◆ Passage
NOW Press Release on City Hall Gender Discrimination
(1972)
(Editors Note: Gender discrimination in Chicago city employment was
rampant before the advent of the women's movement. The reigning Daley
political machine was very adroit at fending off challenges, but organizations
like the National Organization for Women (NOW) and the Chicago Women's
Liberation Union were not easily brushed aside.)
FOR IMMEDIATE
RELEASE September 1, 1972, 11:00 a.m.
The National
Organization for Women (NOW) has been working (for the past two years)
for passage of city legislation which would prohibit discrimination
because of sex. Partial success was achieved in 1971 when two of four
of NOW's proposed bills were passed by the Chicago City Council, thereby
adding sex to the classifications of persons discriminated against
to the Ordinances on Housing and The Commission on Human Relations.
However, to date the council has refused to pass what N.O.W. considers
its most important proposal, namely, its employment ordinance which
would prohibit discrimination because of sex in employment.
N.O.W. started
working for a city law on sex discrimination in employment in 1970
when Atty. Charlotte Adelman, Legislative Chairperson, addressed the
City Council to speak in favor of such an Ordinance which Alderman
Leon Despres (5th) had then introduced. Ms. Adelman was the first woman
to address the Chicago City Council on the subject of equality in employment
on the basis of sex. But, two years later, after numerous meetings
with assistants to the Mayor, phone calls, letters, reintroduction
of a similar ordinance by Alderman Despres and publication of his study
revealing massive sex discrimination in the City government itself,
the Ordinance is still unpassed. If the City feels it has something
to hide, N.O.W. points out that those seeking relief from city sex
discrimination in employment can file, as Ms. Eleanor Protos recently
did, a complaint with the State of Illinois Fair Employment Practices
Commission (FEPC).

◆ Entries
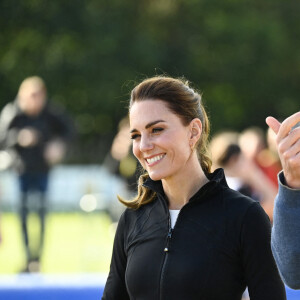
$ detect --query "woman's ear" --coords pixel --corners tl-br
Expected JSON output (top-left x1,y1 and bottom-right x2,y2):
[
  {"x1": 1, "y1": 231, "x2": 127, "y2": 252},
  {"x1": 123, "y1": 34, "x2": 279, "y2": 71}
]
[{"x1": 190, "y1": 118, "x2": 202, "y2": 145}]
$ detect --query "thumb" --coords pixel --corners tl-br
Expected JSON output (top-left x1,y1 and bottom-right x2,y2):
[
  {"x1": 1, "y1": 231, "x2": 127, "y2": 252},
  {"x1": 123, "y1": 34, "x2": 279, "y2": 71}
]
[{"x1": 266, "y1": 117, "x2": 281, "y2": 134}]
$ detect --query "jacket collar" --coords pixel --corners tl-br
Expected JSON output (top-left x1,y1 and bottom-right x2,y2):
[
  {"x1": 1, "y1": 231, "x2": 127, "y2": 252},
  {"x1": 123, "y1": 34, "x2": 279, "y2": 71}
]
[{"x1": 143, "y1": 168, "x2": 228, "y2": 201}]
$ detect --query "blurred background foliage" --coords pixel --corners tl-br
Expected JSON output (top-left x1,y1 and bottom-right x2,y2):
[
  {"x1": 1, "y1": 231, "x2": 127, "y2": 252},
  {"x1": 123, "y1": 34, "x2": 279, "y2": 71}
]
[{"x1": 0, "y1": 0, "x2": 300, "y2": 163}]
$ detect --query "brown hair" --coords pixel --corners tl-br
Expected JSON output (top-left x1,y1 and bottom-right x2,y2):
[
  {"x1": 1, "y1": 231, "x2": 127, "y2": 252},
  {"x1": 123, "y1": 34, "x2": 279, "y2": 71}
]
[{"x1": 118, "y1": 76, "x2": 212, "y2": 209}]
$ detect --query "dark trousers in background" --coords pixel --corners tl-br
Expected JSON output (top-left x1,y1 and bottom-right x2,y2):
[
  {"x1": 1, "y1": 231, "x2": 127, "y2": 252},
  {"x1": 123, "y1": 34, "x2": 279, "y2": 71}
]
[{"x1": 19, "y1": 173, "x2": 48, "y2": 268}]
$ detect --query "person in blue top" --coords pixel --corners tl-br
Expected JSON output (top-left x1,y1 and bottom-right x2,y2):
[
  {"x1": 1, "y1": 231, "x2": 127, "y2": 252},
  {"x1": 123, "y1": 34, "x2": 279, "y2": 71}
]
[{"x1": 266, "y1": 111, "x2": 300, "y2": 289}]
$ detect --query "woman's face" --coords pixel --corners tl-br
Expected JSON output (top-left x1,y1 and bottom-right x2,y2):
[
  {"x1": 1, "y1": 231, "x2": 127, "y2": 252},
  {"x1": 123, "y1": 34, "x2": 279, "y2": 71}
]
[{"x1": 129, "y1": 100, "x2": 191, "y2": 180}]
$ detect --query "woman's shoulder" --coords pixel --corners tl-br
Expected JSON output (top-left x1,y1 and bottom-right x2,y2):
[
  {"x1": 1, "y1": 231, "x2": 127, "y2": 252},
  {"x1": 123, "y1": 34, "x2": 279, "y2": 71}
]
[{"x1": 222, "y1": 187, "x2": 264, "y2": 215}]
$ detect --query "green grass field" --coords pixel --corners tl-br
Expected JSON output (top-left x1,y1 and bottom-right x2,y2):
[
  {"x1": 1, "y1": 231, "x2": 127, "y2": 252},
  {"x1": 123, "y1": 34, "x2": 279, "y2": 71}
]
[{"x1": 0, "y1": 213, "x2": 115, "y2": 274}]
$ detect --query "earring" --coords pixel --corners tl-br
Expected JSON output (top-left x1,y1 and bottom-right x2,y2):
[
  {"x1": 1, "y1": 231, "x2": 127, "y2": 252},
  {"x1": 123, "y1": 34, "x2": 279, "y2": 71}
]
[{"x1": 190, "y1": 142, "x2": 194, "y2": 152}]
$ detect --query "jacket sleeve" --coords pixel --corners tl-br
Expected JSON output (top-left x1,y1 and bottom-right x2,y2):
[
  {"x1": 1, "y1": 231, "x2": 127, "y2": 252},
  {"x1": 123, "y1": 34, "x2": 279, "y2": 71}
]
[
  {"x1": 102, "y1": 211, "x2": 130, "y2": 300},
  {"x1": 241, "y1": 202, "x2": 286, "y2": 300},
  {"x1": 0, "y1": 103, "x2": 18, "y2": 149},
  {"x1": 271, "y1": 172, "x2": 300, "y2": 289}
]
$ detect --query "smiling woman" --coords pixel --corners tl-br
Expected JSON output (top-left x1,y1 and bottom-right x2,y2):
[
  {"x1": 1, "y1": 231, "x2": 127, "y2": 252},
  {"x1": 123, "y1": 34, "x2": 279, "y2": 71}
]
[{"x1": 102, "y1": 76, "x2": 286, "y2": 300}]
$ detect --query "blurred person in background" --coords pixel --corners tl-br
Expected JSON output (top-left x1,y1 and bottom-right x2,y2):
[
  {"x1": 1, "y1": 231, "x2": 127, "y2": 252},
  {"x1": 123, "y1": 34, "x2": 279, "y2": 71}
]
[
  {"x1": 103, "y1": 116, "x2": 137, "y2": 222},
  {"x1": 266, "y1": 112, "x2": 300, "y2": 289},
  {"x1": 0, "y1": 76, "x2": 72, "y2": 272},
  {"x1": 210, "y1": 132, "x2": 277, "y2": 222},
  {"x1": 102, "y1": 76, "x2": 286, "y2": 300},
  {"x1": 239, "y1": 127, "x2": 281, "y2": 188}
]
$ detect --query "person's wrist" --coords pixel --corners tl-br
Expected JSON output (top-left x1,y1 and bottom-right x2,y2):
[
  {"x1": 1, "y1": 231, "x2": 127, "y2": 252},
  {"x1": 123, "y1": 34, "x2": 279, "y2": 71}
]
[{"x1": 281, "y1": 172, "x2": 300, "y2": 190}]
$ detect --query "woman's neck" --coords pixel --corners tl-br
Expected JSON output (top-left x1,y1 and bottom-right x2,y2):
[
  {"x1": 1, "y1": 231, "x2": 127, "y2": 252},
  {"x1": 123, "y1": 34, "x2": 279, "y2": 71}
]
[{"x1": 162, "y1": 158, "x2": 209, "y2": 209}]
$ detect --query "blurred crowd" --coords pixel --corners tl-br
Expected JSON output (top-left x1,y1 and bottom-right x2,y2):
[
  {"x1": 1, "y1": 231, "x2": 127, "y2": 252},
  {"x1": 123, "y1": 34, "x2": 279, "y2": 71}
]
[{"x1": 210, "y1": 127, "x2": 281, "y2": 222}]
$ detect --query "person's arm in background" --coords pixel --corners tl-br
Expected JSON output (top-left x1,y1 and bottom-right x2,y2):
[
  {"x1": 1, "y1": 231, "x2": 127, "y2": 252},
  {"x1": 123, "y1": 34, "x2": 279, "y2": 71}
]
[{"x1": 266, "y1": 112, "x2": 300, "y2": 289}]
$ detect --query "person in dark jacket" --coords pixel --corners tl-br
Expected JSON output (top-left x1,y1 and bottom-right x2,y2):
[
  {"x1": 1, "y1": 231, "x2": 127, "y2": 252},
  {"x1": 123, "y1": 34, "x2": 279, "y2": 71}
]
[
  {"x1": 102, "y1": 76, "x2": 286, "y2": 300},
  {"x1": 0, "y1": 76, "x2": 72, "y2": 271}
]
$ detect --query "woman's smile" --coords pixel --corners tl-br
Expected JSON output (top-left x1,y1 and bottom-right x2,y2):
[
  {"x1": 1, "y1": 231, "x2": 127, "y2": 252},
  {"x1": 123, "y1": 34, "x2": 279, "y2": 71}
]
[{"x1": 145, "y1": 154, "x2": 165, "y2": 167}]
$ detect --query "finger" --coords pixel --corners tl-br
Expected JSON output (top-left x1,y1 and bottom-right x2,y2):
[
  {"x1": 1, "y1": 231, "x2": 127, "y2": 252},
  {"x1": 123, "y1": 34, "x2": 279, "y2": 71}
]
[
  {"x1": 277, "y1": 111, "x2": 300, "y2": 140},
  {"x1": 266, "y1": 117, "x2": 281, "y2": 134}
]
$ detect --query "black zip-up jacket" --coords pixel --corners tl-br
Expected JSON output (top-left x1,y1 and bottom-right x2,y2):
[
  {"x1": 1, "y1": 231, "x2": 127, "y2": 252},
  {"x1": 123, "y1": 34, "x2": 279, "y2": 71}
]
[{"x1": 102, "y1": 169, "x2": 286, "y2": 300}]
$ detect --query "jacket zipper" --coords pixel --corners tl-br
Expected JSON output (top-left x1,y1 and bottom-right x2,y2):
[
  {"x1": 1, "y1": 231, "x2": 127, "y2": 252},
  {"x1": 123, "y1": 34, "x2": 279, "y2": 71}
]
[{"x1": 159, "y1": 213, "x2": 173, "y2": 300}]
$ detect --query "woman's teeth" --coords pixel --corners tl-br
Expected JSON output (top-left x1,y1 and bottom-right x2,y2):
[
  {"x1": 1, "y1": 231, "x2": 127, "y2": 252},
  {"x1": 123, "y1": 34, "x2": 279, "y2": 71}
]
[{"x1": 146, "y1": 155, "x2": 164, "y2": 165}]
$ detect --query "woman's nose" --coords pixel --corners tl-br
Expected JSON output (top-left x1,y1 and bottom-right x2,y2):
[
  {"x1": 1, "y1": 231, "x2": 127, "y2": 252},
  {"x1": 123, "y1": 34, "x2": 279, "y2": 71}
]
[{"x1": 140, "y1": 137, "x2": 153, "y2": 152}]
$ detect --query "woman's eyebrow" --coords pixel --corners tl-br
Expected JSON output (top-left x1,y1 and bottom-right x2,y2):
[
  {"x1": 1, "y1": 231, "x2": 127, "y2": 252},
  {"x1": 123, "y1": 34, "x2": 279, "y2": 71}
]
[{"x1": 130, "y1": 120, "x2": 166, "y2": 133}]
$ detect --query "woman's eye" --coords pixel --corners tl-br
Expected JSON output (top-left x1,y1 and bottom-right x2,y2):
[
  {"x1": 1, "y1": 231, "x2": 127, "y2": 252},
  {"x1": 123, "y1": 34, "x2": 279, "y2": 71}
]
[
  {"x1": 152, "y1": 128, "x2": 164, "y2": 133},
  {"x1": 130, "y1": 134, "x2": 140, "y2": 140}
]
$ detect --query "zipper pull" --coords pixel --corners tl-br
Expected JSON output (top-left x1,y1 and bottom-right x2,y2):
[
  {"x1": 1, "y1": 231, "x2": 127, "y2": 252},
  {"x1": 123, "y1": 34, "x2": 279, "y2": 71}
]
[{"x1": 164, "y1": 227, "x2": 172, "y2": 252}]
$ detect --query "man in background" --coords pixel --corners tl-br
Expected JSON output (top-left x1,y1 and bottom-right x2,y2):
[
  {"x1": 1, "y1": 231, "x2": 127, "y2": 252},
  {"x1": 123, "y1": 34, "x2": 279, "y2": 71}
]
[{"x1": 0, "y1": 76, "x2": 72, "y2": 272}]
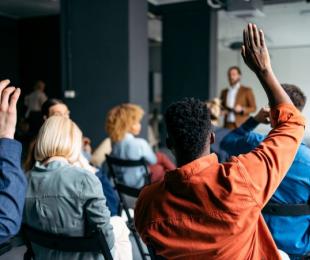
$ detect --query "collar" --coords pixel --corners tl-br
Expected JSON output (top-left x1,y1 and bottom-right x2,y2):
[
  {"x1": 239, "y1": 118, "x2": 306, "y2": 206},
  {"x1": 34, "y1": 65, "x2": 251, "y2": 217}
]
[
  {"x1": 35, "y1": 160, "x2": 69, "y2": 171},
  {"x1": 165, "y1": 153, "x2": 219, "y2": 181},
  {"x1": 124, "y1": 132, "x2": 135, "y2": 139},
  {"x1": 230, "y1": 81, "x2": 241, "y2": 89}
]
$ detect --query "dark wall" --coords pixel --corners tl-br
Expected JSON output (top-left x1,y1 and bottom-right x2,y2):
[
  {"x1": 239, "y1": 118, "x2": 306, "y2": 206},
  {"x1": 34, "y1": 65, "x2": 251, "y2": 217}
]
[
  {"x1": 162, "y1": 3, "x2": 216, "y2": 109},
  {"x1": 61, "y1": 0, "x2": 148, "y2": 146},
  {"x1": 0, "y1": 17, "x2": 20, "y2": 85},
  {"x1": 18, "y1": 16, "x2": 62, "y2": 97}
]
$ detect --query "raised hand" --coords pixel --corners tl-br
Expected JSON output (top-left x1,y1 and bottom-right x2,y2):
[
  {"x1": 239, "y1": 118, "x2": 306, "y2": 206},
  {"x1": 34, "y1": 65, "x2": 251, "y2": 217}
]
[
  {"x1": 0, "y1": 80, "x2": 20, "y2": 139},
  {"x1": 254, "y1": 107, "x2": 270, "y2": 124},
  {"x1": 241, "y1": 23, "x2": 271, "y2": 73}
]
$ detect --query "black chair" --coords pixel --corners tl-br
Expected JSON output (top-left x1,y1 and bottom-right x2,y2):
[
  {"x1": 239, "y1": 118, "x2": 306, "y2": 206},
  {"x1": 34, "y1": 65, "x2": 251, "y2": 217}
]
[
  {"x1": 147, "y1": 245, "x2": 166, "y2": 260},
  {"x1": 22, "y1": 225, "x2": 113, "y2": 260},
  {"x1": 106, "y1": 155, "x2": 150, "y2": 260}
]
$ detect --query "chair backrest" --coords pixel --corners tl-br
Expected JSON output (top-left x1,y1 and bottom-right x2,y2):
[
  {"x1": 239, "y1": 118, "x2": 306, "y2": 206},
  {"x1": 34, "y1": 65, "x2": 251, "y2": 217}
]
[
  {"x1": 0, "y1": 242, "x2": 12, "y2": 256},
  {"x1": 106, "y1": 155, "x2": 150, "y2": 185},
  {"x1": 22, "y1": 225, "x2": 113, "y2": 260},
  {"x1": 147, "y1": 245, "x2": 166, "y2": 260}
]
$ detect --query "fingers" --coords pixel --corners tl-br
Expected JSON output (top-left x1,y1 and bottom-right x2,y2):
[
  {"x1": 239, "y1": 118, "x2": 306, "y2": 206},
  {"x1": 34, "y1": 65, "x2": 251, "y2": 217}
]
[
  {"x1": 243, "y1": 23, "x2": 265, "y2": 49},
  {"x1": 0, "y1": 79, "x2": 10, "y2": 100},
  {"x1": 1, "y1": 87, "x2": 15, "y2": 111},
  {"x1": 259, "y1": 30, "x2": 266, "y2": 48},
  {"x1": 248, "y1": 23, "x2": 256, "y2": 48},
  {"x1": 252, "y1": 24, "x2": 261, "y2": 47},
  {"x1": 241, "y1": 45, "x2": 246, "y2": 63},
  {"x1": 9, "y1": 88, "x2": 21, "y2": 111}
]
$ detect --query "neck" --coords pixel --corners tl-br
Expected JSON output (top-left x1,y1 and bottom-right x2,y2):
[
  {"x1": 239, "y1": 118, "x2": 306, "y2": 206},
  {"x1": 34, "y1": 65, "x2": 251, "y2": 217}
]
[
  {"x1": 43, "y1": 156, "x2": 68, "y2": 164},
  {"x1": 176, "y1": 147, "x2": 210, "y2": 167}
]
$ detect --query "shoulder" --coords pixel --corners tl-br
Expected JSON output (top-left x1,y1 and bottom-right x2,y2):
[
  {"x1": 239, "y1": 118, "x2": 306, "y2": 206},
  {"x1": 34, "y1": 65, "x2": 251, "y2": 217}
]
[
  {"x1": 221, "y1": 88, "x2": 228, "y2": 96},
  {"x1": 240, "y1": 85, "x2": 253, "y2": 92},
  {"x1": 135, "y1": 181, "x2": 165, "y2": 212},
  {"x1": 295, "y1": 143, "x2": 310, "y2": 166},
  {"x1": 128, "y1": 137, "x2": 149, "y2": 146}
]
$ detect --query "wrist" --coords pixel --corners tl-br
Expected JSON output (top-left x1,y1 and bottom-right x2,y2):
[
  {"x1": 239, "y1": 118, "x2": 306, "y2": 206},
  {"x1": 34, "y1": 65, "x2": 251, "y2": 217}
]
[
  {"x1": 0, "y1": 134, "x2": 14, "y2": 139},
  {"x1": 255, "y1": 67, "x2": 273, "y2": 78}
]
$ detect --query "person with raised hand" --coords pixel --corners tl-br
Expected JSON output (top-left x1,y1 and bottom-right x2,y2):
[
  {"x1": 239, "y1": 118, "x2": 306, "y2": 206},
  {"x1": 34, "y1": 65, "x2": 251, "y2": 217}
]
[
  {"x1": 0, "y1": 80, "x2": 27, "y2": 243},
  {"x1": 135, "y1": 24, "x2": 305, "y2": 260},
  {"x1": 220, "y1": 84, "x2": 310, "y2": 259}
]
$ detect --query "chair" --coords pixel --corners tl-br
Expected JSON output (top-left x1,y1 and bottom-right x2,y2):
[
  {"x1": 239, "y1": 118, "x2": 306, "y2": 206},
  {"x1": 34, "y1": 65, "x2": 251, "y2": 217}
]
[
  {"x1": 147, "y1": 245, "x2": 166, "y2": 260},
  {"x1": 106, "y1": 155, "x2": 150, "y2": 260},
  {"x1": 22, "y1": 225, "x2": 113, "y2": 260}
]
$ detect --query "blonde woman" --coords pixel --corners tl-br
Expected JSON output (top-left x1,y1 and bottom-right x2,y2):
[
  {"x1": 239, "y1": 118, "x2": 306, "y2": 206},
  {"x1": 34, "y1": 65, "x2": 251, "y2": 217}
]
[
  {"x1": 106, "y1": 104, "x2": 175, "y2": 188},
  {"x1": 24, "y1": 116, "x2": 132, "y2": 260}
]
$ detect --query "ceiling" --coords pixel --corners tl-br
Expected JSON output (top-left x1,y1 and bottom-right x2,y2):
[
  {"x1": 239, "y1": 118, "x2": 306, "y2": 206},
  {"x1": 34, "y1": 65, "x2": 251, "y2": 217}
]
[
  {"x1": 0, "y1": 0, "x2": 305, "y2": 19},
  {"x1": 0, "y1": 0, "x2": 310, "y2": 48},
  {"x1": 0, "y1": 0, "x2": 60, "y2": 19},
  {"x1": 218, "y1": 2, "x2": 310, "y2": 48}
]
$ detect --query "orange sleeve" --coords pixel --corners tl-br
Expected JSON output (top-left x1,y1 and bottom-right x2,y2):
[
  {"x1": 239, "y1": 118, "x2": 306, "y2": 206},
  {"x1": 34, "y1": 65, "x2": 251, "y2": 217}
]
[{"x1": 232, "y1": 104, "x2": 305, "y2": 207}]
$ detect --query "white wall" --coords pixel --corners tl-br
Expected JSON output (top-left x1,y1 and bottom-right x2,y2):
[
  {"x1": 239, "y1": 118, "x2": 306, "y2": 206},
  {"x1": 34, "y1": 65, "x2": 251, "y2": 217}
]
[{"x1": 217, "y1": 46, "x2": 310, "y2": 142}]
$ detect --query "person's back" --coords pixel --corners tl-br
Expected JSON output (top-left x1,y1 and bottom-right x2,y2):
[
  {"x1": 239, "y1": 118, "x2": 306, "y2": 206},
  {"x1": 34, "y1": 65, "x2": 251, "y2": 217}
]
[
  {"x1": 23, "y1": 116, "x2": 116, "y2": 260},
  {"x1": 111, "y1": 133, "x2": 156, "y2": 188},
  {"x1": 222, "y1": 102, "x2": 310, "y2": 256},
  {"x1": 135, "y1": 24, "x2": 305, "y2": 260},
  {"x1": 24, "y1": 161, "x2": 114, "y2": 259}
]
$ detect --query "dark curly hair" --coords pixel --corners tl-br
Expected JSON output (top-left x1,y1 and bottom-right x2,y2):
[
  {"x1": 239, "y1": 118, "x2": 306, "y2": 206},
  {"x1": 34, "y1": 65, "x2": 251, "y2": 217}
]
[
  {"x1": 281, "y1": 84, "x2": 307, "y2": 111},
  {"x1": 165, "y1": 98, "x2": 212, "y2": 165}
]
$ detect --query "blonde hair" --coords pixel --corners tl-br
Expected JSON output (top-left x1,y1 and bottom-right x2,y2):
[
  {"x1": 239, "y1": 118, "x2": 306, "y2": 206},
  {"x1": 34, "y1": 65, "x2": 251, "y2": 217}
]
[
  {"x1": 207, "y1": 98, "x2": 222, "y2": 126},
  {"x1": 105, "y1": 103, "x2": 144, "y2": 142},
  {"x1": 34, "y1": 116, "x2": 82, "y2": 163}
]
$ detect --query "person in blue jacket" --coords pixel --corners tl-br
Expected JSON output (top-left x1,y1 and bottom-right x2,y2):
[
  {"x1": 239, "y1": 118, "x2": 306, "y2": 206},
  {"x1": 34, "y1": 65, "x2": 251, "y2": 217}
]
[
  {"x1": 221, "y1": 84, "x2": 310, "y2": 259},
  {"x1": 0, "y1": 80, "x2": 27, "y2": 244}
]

◆ Exercise set
a) According to the press release, in what year did N.O.W. start working for a city law on sex discrimination in employment?
b) Please say whether each statement agrees with the press release, and support each answer with the deciding words quoted from it. (i) The Chicago City Council passed all four of NOW's proposed bills in 1971. (ii) Alderman Leon Despres introduced the employment ordinance that Charlotte Adelman spoke for in 1970. (iii) Eleanor Protos filed her complaint with the Chicago City Council.
c) List every effort the press release names as having taken place over the two years in which the Ordinance still went unpassed.
The rows were taken from a different source.

◆ Task solutions
a) 1970

b)
(i) No: "two of four of NOW's proposed bills were passed by the Chicago City Council"
(ii) Yes: "speak in favor of such an Ordinance which Alderman Leon Despres (5th) had then introduced"
(iii) No: "as Ms. Eleanor Protos recently did, a complaint with the State of Illinois Fair Employment Practices Commission (FEPC)"

c)
- Numerous meetings with assistants to the Mayor
- Phone calls
- Letters
- Reintroduction of a similar ordinance by Alderman Despres
- Publication of his study revealing massive sex discrimination in the City government itself